_Given request:_
Write out the rows below word for word, leaving out the pictures.

_Material for this task:_
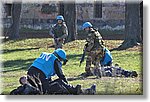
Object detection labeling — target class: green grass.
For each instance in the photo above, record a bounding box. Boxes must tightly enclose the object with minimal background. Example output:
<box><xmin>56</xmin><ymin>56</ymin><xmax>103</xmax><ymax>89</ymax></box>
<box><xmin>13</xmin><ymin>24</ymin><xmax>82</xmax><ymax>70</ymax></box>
<box><xmin>0</xmin><ymin>38</ymin><xmax>143</xmax><ymax>95</ymax></box>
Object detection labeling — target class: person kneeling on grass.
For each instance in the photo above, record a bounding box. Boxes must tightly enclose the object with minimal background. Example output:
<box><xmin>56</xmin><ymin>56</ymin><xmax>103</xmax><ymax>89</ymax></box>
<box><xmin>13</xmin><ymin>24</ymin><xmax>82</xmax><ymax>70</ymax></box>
<box><xmin>10</xmin><ymin>76</ymin><xmax>41</xmax><ymax>95</ymax></box>
<box><xmin>100</xmin><ymin>47</ymin><xmax>113</xmax><ymax>66</ymax></box>
<box><xmin>10</xmin><ymin>76</ymin><xmax>96</xmax><ymax>95</ymax></box>
<box><xmin>27</xmin><ymin>48</ymin><xmax>84</xmax><ymax>94</ymax></box>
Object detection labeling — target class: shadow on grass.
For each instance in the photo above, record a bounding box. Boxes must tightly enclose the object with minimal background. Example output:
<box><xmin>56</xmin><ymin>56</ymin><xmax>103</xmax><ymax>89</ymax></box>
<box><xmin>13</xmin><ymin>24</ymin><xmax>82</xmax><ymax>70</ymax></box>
<box><xmin>2</xmin><ymin>48</ymin><xmax>39</xmax><ymax>54</ymax></box>
<box><xmin>2</xmin><ymin>58</ymin><xmax>35</xmax><ymax>73</ymax></box>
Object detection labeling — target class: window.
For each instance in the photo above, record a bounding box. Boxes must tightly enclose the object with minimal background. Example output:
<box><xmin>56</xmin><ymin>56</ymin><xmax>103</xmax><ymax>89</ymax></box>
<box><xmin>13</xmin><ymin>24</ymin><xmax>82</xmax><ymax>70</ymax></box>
<box><xmin>94</xmin><ymin>0</ymin><xmax>102</xmax><ymax>18</ymax></box>
<box><xmin>5</xmin><ymin>4</ymin><xmax>12</xmax><ymax>16</ymax></box>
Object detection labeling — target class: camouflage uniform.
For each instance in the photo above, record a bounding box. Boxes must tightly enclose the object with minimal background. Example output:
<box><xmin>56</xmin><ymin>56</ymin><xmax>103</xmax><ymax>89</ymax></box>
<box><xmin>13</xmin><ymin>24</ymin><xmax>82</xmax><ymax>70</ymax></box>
<box><xmin>85</xmin><ymin>28</ymin><xmax>104</xmax><ymax>75</ymax></box>
<box><xmin>50</xmin><ymin>22</ymin><xmax>68</xmax><ymax>49</ymax></box>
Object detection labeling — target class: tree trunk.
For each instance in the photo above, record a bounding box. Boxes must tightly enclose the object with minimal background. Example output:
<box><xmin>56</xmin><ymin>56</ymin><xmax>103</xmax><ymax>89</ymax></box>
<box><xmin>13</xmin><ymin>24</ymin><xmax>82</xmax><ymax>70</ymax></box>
<box><xmin>64</xmin><ymin>2</ymin><xmax>77</xmax><ymax>42</ymax></box>
<box><xmin>118</xmin><ymin>2</ymin><xmax>142</xmax><ymax>50</ymax></box>
<box><xmin>59</xmin><ymin>1</ymin><xmax>64</xmax><ymax>16</ymax></box>
<box><xmin>7</xmin><ymin>3</ymin><xmax>22</xmax><ymax>40</ymax></box>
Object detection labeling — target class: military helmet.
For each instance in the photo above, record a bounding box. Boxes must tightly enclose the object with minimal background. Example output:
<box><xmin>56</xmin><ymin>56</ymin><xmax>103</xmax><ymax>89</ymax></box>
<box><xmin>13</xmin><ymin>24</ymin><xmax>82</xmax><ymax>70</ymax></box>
<box><xmin>56</xmin><ymin>15</ymin><xmax>64</xmax><ymax>21</ymax></box>
<box><xmin>53</xmin><ymin>48</ymin><xmax>68</xmax><ymax>65</ymax></box>
<box><xmin>82</xmin><ymin>22</ymin><xmax>93</xmax><ymax>29</ymax></box>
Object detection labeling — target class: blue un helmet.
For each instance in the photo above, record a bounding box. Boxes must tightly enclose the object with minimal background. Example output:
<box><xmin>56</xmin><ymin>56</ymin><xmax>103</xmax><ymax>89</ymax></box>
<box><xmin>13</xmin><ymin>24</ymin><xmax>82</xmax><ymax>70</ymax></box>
<box><xmin>82</xmin><ymin>22</ymin><xmax>93</xmax><ymax>30</ymax></box>
<box><xmin>56</xmin><ymin>15</ymin><xmax>64</xmax><ymax>21</ymax></box>
<box><xmin>53</xmin><ymin>48</ymin><xmax>68</xmax><ymax>65</ymax></box>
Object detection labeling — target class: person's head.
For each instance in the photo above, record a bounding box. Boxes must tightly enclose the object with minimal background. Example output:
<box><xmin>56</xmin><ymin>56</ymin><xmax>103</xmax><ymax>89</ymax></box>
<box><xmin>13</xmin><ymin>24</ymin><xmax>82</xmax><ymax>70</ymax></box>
<box><xmin>82</xmin><ymin>22</ymin><xmax>93</xmax><ymax>31</ymax></box>
<box><xmin>53</xmin><ymin>48</ymin><xmax>68</xmax><ymax>65</ymax></box>
<box><xmin>56</xmin><ymin>15</ymin><xmax>64</xmax><ymax>24</ymax></box>
<box><xmin>19</xmin><ymin>76</ymin><xmax>27</xmax><ymax>85</ymax></box>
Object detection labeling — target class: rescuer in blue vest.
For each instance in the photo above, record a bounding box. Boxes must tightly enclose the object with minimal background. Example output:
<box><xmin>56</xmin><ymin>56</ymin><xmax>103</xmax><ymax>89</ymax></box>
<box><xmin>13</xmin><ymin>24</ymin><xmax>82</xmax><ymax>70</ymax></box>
<box><xmin>27</xmin><ymin>48</ymin><xmax>81</xmax><ymax>94</ymax></box>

_Task response:_
Object detection labeling — target class: green grass.
For each instance in the photo above, record a bounding box. Boxes must tightly enclose the object with minimal background. Example output:
<box><xmin>56</xmin><ymin>56</ymin><xmax>103</xmax><ymax>89</ymax></box>
<box><xmin>13</xmin><ymin>24</ymin><xmax>82</xmax><ymax>70</ymax></box>
<box><xmin>0</xmin><ymin>38</ymin><xmax>143</xmax><ymax>95</ymax></box>
Object detection labeling — target class: person kneeling on grass.
For each instance in the photo above, record a bounding box. Boxes must tightly enclose the object with minimal background. Example output:
<box><xmin>56</xmin><ymin>56</ymin><xmax>103</xmax><ymax>89</ymax></box>
<box><xmin>13</xmin><ymin>24</ymin><xmax>82</xmax><ymax>70</ymax></box>
<box><xmin>10</xmin><ymin>76</ymin><xmax>41</xmax><ymax>95</ymax></box>
<box><xmin>100</xmin><ymin>47</ymin><xmax>113</xmax><ymax>66</ymax></box>
<box><xmin>10</xmin><ymin>76</ymin><xmax>96</xmax><ymax>95</ymax></box>
<box><xmin>27</xmin><ymin>48</ymin><xmax>84</xmax><ymax>94</ymax></box>
Object detection labeling — target class: shadow on grass.
For each instance in the photo above, record a bounding box. Boxes must tightly enclose the object with minimal background. Example output:
<box><xmin>56</xmin><ymin>56</ymin><xmax>103</xmax><ymax>89</ymax></box>
<box><xmin>13</xmin><ymin>24</ymin><xmax>82</xmax><ymax>70</ymax></box>
<box><xmin>2</xmin><ymin>48</ymin><xmax>39</xmax><ymax>54</ymax></box>
<box><xmin>2</xmin><ymin>58</ymin><xmax>35</xmax><ymax>73</ymax></box>
Object detection labeling — target class: window.
For each instance in the photo above, record a bounding box. Boxes must tightly enclose the object with minimal background. Example output:
<box><xmin>56</xmin><ymin>56</ymin><xmax>103</xmax><ymax>89</ymax></box>
<box><xmin>13</xmin><ymin>24</ymin><xmax>82</xmax><ymax>70</ymax></box>
<box><xmin>94</xmin><ymin>0</ymin><xmax>102</xmax><ymax>18</ymax></box>
<box><xmin>5</xmin><ymin>4</ymin><xmax>12</xmax><ymax>16</ymax></box>
Object detection labeling — target class: camouflage uniform.
For each instance in the photo above, record a bounding box. Boxes must tightly enclose the object with minimal background. Example output:
<box><xmin>56</xmin><ymin>56</ymin><xmax>103</xmax><ymax>89</ymax></box>
<box><xmin>13</xmin><ymin>24</ymin><xmax>82</xmax><ymax>70</ymax></box>
<box><xmin>85</xmin><ymin>28</ymin><xmax>104</xmax><ymax>75</ymax></box>
<box><xmin>50</xmin><ymin>22</ymin><xmax>68</xmax><ymax>49</ymax></box>
Object detection labeling — target class: tree trunk.
For each instance in the photo above, record a bounding box. Boxes must tightly enclose the object with minimal background. Example output:
<box><xmin>56</xmin><ymin>56</ymin><xmax>103</xmax><ymax>89</ymax></box>
<box><xmin>13</xmin><ymin>24</ymin><xmax>82</xmax><ymax>70</ymax></box>
<box><xmin>64</xmin><ymin>2</ymin><xmax>77</xmax><ymax>42</ymax></box>
<box><xmin>118</xmin><ymin>2</ymin><xmax>142</xmax><ymax>50</ymax></box>
<box><xmin>59</xmin><ymin>1</ymin><xmax>64</xmax><ymax>16</ymax></box>
<box><xmin>7</xmin><ymin>3</ymin><xmax>22</xmax><ymax>40</ymax></box>
Object detection labeling — target class: military helmet.
For each instance in the photo above, record a bounding box. Boxes must tightly enclose the object with minimal background. Example output:
<box><xmin>56</xmin><ymin>56</ymin><xmax>103</xmax><ymax>89</ymax></box>
<box><xmin>13</xmin><ymin>24</ymin><xmax>82</xmax><ymax>70</ymax></box>
<box><xmin>56</xmin><ymin>15</ymin><xmax>64</xmax><ymax>21</ymax></box>
<box><xmin>53</xmin><ymin>48</ymin><xmax>68</xmax><ymax>65</ymax></box>
<box><xmin>82</xmin><ymin>22</ymin><xmax>93</xmax><ymax>29</ymax></box>
Object detection labeling — target class: blue un helmet.
For each instance in the photo above, record a bounding box. Boxes must tightly enclose the object with minimal background. Example output:
<box><xmin>56</xmin><ymin>56</ymin><xmax>103</xmax><ymax>89</ymax></box>
<box><xmin>13</xmin><ymin>24</ymin><xmax>82</xmax><ymax>70</ymax></box>
<box><xmin>82</xmin><ymin>22</ymin><xmax>93</xmax><ymax>30</ymax></box>
<box><xmin>56</xmin><ymin>15</ymin><xmax>64</xmax><ymax>21</ymax></box>
<box><xmin>53</xmin><ymin>48</ymin><xmax>68</xmax><ymax>65</ymax></box>
Object detection labeling — target class: person's head.
For each instance in the photo above, record a bounding box. Boxes must tightly enclose the object with minimal background. Example output:
<box><xmin>56</xmin><ymin>56</ymin><xmax>103</xmax><ymax>89</ymax></box>
<box><xmin>13</xmin><ymin>24</ymin><xmax>82</xmax><ymax>70</ymax></box>
<box><xmin>82</xmin><ymin>22</ymin><xmax>93</xmax><ymax>31</ymax></box>
<box><xmin>53</xmin><ymin>48</ymin><xmax>68</xmax><ymax>65</ymax></box>
<box><xmin>56</xmin><ymin>15</ymin><xmax>64</xmax><ymax>24</ymax></box>
<box><xmin>19</xmin><ymin>76</ymin><xmax>27</xmax><ymax>85</ymax></box>
Object detection labeling — target class: rescuer in blue vest.
For each instance in the photo above, record a bounding box. Boxes must tightly enclose the object with minimal background. Example output:
<box><xmin>56</xmin><ymin>56</ymin><xmax>103</xmax><ymax>89</ymax></box>
<box><xmin>13</xmin><ymin>24</ymin><xmax>82</xmax><ymax>70</ymax></box>
<box><xmin>27</xmin><ymin>48</ymin><xmax>81</xmax><ymax>94</ymax></box>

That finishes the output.